▶ [What this exercise asks]
1/ Extract the portion of the interview on goals and adventure that runs from "You own the" up to and including "way to live.", keeping every word unchanged.
2/ Extend the interview on goals and adventure by writing what follows its final sentence.

▶ [Text passage]
# # # #
Emotionally-driven incentives are not enough for lasting change. Click To Tweet

It’s that focused committed goal in our heads to do that. We plan the work, we work our plan. That’s how we get to change with slow baby steps and these big grandiose plans like, “I’m going to lose 30 pounds. I’m going to look amazing.” It happens. We get these calls. Sometime here in the spring, swimsuit season is coming. Everybody is back at LA Fitness. Everybody is on those machines again and trying to make it happen. It’s not about the emotion. It’s about the mindset. It’s about having these realistic committed goals that we’re going to attain with a plan. That’s how we get people to it.

You own the company Adventure Experience. How did you get into that type of business because that’s so unique?

Everybody is like, “You take people mountain climbing.” No, we’re about a way of life. We are not Outfitters. It has an insurance and liability, but I’m about cheating people. Adventure is out there. You do not have to climb Mount Everest. You have an adventure impact. You do not have to ski across the great continent of Antarctica. Adventure can hit you and impact you in a beautiful way anywhere and anytime if you’re just looking for it. That’s what we’re about at Adventure Experience. With books and photos, I go out and do speaking. It’s an amazing way to live.

People sometimes feel that the way that they can create that adventure is by doing something wild and crazy, but it is all about making adventure part of your life. That’s the biggest differentiator from your company. It’s creating those habits and making people want to change.
# # # #
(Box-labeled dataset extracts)

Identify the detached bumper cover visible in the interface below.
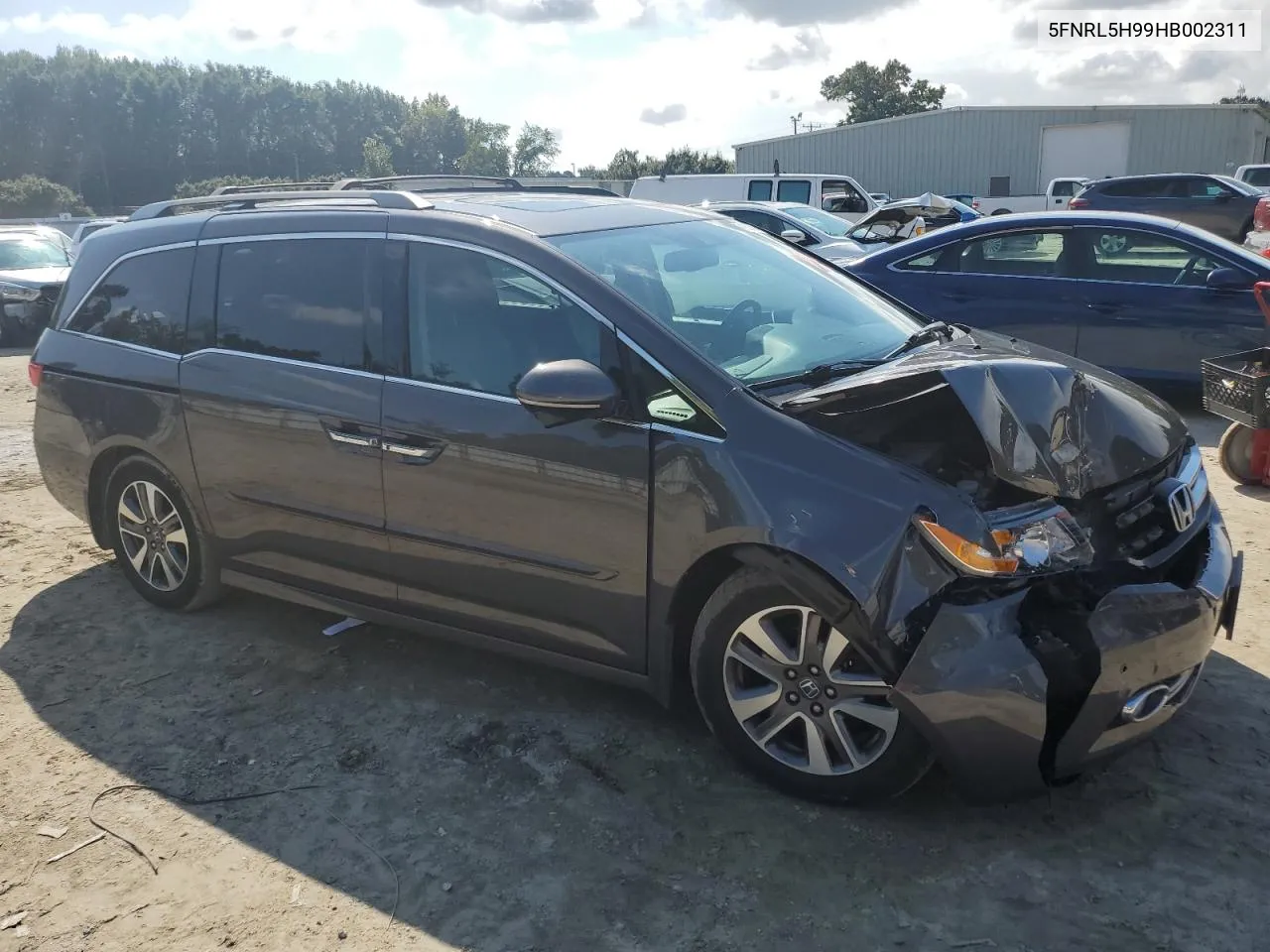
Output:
[892,507,1242,798]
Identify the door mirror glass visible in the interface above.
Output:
[516,359,617,426]
[1204,268,1248,291]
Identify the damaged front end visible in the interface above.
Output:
[782,334,1242,798]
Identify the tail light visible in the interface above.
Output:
[1252,195,1270,231]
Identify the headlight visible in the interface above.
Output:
[917,507,1093,575]
[0,281,40,300]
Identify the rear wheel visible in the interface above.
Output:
[1216,422,1261,486]
[105,456,219,611]
[691,568,933,803]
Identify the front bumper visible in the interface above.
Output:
[892,505,1243,799]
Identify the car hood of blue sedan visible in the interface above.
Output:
[780,331,1188,499]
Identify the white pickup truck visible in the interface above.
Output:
[974,178,1092,214]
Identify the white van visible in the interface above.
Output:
[630,174,879,221]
# # # #
▶ [Responses in order]
1/
You own the company Adventure Experience. How did you get into that type of business because that’s so unique?

Everybody is like, “You take people mountain climbing.” No, we’re about a way of life. We are not Outfitters. It has an insurance and liability, but I’m about cheating people. Adventure is out there. You do not have to climb Mount Everest. You have an adventure impact. You do not have to ski across the great continent of Antarctica. Adventure can hit you and impact you in a beautiful way anywhere and anytime if you’re just looking for it. That’s what we’re about at Adventure Experience. With books and photos, I go out and do speaking. It’s an amazing way to live.

2/
If it’s bold, if it’s challenging, if it’s risky, those are the elements of adventure right there. You will find them climbing a mountain. If you do it outdoors, I believe the outdoors has a multiplying effect on that impact. Anytime you do something bold, anytime you do something risky or challenging, you’re going to get a benefit from it. It’s going to make the next challenge easier. It’s going to get you outside that comfort zone. You’re going to learn about yourself. You’re going to learn about what you’re capable of. You’re going to learn your limits. Knowing those limits, you’re going to have the confidence to work up to those limits in the future. The benefits go on and on. I am all about what I talk about, living a slightly more dangerous lifestyle.

CRS 32 | Comfort Zone
Comfort Zone: Everybody’s comfort zone is different because everybody’s experiences are different.

 

The thing is, dangerous to one is very different than the danger to somebody else. It’s very individual, which makes it even a little bit more challenging. You have to understand what’s important to each individual that you work with.

Everybody’s comfort zone is different. Everybody’s experiences are different. The ways we mitigate these risks is through our experience. You have an education, you have training and you have a skillset. You know how to use tools that someone else doesn’t. That means that your risk profile is different.

That’s the key. Everyone’s risk profile is different. Finding out about each one’s personal needs is the key to success. Why do we get stuck in our comfort zone? This is the big question because many of us love to know what to expect, love to live or get through the day because we know what to expect. I’ve worked with so many people over the years. You deal with them all the time, but they get stuck in today. I’m always talking about challenging the status quo. People listen and they get pumped up for that night and then they go back to doing the same old the next day. You deal with this. What have you witnessed? What are some of the things or challenges that you see that people are getting stuck in the status quo?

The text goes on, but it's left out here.